■ Questions
1 – In the talk description, how many missions did Indigenous communities in Mexico build in the middle of the sixteenth century?
2 – Please check each statement against the talk description and answer yes or no, quoting the deciding words: (a) Drought and disease reduced Native populations by 80%. (b) The talk takes place in Art Building West. (c) The conventos have always been regarded as Indigenous achievements.
3 – Proceed with the talk description, picking up after its final sentence.

■ Selected extract
Tuesday, February 22, 2022

March 1, 2022, 6:30 pm, Art Building West

https://events.uiowa.edu/58767

In the middle of the sixteenth century, Indigenous communities in Mexico built 251 missions (conventos) at a moment when drought and disease devastated Native populations by 80%. The conventos are among the largest buildings ever constructed in colonial Latin America. They were once considered to be manifestations of the ‘spiritual conquest’ – the forcible conversion of Indigenous peoples by Spanish missionaries. Scholars using Indigenous sources have recently revealed that Native artists, patrons, and labor regimes were critical to the development of monumental Christian art and architecture in Mexico. But what happened inside the conventos after the vaults were set and the paint had dried? Taking us inside the convento’s literary, pictorial, and architectural spaces, this talk explores two intertwined phenomena: the ongoing intervention of Indigenous peoples in the institutional and ritual life of Franciscan missions, and the concurrent settler-colonial strategies that displaced Indigenous presence from the historical record. It argues that Franciscan representations of Indigenous peoples register unexamined notions of spiritual crisis among the missionaries. Considering how images of Native peoples emerged out of settler-colonial crisis, rather than conquest, stresses not only the limits of Spanish domination but is also vital for re-territorializing conventos as Indigenous spaces in the past and present.

■ Data extracts

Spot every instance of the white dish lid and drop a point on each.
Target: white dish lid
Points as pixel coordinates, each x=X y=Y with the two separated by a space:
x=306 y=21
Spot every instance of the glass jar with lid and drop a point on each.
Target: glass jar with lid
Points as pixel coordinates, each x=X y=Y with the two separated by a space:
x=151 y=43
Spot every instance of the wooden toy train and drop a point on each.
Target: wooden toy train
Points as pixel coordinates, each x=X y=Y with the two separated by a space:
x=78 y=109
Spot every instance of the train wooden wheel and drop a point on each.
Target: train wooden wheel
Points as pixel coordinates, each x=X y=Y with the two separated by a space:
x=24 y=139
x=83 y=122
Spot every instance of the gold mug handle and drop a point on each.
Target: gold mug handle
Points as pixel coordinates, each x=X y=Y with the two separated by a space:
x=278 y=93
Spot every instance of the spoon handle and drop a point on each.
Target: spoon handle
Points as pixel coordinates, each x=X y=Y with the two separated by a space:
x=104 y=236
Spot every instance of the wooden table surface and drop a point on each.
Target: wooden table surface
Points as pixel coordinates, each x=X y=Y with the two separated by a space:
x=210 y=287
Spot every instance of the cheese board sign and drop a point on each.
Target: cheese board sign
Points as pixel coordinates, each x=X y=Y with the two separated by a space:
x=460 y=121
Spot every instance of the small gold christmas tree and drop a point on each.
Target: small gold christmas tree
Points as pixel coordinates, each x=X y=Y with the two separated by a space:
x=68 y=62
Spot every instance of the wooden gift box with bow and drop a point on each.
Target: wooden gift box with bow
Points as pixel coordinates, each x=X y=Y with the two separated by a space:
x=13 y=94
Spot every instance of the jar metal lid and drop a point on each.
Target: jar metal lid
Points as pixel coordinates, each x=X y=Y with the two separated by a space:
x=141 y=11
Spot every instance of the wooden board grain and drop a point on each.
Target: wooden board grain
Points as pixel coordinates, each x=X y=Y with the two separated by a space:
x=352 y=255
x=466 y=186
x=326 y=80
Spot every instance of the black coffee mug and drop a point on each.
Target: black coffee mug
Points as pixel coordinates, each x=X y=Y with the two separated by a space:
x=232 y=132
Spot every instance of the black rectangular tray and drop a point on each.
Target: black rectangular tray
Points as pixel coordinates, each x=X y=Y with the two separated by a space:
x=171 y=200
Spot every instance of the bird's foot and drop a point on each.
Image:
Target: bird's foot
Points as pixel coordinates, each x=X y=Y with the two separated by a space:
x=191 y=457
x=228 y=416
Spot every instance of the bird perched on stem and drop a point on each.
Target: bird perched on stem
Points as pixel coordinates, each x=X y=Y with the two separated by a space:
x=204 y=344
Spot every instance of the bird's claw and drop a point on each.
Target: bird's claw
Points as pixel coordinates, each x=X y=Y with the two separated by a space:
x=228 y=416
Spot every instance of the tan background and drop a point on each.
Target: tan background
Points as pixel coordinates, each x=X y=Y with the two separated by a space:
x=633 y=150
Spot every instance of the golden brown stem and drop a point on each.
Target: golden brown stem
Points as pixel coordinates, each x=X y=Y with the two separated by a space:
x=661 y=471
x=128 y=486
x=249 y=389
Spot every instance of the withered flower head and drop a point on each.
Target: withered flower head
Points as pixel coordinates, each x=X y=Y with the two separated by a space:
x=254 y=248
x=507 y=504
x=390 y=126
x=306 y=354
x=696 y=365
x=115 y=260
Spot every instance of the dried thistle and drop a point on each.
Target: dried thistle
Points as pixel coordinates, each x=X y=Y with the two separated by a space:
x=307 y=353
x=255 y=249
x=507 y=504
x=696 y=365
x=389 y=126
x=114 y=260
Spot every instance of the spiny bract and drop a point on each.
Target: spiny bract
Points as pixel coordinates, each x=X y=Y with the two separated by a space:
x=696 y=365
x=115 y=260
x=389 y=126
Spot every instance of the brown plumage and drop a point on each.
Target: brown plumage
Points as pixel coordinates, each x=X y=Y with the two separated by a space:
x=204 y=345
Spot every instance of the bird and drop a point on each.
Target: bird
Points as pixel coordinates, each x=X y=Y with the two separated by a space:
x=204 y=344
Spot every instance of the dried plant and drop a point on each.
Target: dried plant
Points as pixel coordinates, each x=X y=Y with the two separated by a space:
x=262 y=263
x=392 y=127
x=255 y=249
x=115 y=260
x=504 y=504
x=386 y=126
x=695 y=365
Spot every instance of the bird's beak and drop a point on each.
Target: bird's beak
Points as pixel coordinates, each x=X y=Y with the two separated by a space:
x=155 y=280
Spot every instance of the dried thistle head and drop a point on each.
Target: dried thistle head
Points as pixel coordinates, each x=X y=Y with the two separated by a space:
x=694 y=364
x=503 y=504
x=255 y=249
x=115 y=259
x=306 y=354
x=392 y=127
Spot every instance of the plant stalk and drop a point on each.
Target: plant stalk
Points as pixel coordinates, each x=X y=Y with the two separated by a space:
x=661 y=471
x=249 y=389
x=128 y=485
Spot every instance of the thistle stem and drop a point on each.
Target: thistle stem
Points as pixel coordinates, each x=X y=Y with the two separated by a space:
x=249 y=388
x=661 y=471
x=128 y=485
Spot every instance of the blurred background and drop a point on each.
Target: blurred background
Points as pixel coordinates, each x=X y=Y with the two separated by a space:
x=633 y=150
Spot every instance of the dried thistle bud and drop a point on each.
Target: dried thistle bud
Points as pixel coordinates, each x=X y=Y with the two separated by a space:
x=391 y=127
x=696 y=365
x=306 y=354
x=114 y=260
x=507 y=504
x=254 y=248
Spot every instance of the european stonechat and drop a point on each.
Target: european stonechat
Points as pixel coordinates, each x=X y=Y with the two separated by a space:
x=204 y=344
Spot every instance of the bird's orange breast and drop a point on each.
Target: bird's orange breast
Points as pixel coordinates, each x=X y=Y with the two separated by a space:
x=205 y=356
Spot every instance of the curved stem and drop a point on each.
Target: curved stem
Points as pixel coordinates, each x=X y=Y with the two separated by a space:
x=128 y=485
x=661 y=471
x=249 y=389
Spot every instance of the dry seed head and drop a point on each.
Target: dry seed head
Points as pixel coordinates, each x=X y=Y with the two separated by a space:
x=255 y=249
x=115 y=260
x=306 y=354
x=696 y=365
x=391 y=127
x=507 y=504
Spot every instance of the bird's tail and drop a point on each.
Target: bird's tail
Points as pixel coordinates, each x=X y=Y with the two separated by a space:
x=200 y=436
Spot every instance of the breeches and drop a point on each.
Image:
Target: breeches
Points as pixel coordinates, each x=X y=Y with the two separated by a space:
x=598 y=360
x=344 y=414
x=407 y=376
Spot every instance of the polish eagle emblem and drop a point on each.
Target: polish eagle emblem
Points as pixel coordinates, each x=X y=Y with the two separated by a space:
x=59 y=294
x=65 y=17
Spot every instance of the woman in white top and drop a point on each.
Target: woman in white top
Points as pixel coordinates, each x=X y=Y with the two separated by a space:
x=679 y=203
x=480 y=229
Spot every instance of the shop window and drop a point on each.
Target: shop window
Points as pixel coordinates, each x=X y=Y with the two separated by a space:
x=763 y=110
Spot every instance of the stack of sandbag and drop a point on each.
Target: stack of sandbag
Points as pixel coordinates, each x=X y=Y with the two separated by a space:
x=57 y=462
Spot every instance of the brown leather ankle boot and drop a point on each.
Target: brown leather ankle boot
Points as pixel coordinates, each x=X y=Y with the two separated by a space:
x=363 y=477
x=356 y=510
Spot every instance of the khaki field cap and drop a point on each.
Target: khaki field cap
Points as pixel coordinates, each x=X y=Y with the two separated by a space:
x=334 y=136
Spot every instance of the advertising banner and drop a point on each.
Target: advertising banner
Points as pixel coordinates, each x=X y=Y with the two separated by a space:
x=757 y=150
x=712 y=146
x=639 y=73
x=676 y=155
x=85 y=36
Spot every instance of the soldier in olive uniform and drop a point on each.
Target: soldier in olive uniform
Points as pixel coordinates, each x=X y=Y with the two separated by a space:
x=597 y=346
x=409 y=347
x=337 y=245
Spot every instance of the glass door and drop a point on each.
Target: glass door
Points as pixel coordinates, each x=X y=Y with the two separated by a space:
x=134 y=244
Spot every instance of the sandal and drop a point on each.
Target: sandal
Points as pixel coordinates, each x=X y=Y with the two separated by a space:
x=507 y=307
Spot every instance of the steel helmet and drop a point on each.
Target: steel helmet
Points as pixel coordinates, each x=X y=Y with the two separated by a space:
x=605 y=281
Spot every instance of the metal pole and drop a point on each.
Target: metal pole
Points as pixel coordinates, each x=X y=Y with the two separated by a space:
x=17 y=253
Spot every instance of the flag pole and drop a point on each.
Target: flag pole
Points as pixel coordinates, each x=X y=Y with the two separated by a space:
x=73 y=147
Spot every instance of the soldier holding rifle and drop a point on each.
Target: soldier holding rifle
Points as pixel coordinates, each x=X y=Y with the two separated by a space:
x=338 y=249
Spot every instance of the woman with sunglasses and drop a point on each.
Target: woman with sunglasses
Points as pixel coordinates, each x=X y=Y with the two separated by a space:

■ Answers to the tasks
1 – 251 missions (conventos).

2 –
(a) Yes: "drought and disease devastated Native populations by 80%"
(b) Yes: "6:30 pm, Art Building West"
(c) No: "They were once considered to be manifestations of the ‘spiritual conquest’"

3 –
Savannah Esquivel received her B. A. in Art History and Religious Studies at the University of Iowa and is Assistant Professor of the History of Art at the University of California, Riverside, and the Fletcher Jones Foundation Fellow in The Huntington-UC Program for the Advancement of the Humanities, an innovative partnership designed to advance the humanities at public universities. Her research focuses on the artistic and sociopolitical interventions of Indigenous communities within Christian spaces in colonial Mexico. She is currently working on a book project, tentatively titled Indigenous Insiders: Architecture, Experience and the Politics of Sacred Space in Colonial Mexico, which examines how Indigenous communities used their convents—its spaces, imagery, and institutional structure—to challenge settler-colonialism in colonial Mexico.